AIM OF THE EXERCISE: Everything in the listing must be repeated exactly, apart from the images.

TASK INPUT:

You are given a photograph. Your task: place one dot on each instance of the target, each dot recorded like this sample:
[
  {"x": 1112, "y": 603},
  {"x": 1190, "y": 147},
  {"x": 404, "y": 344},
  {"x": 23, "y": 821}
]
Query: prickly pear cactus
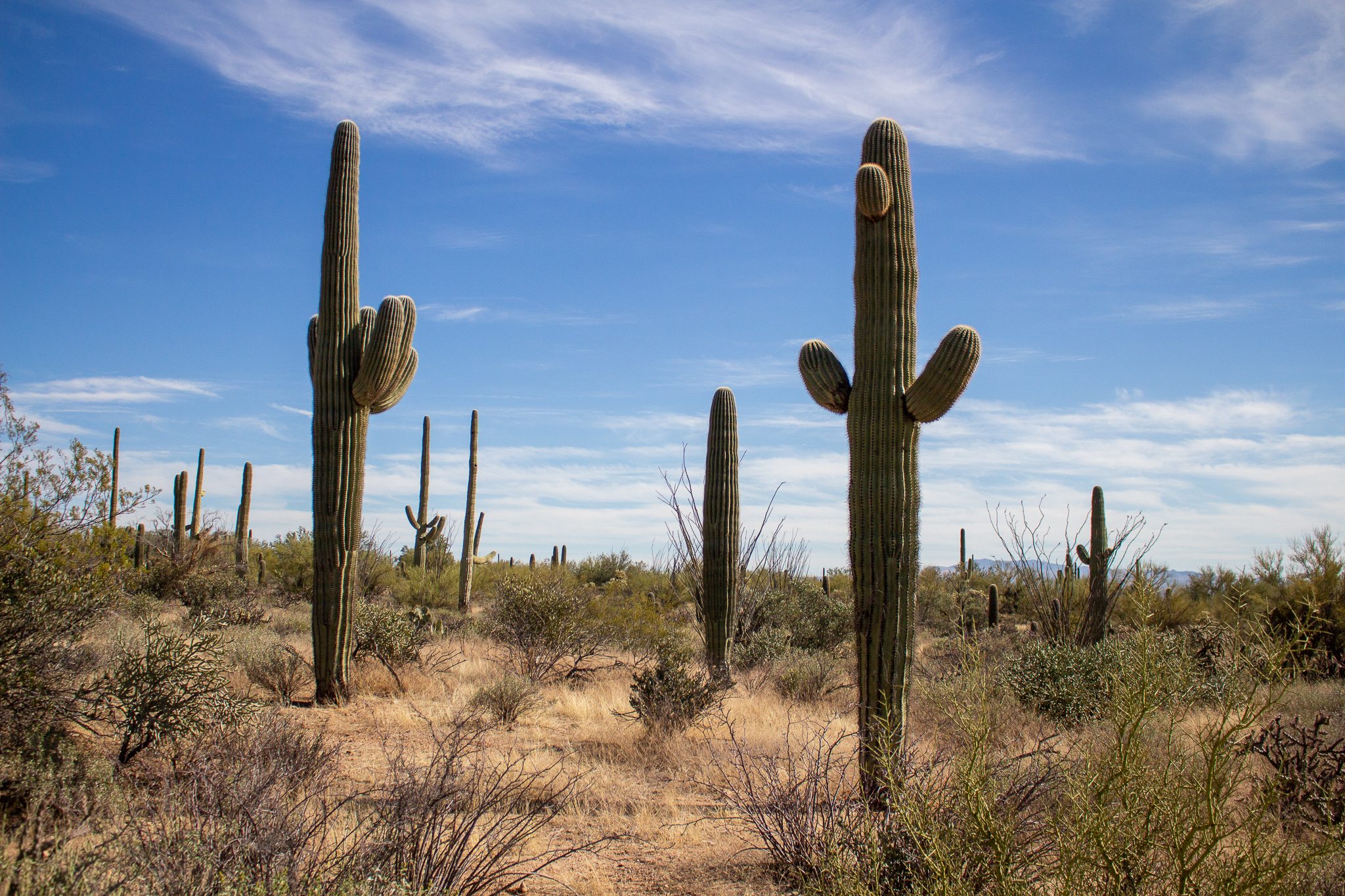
[
  {"x": 1098, "y": 559},
  {"x": 361, "y": 363},
  {"x": 884, "y": 408},
  {"x": 720, "y": 515}
]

WRITTEN RESPONSE:
You are given a photograph. Your task: place one dot on each instance of the target, each dot recorded like this sample:
[
  {"x": 1112, "y": 603},
  {"x": 1190, "y": 147},
  {"x": 404, "y": 344},
  {"x": 23, "y": 821}
]
Query: prickly pear cactus
[
  {"x": 1098, "y": 559},
  {"x": 361, "y": 363},
  {"x": 884, "y": 408},
  {"x": 720, "y": 515}
]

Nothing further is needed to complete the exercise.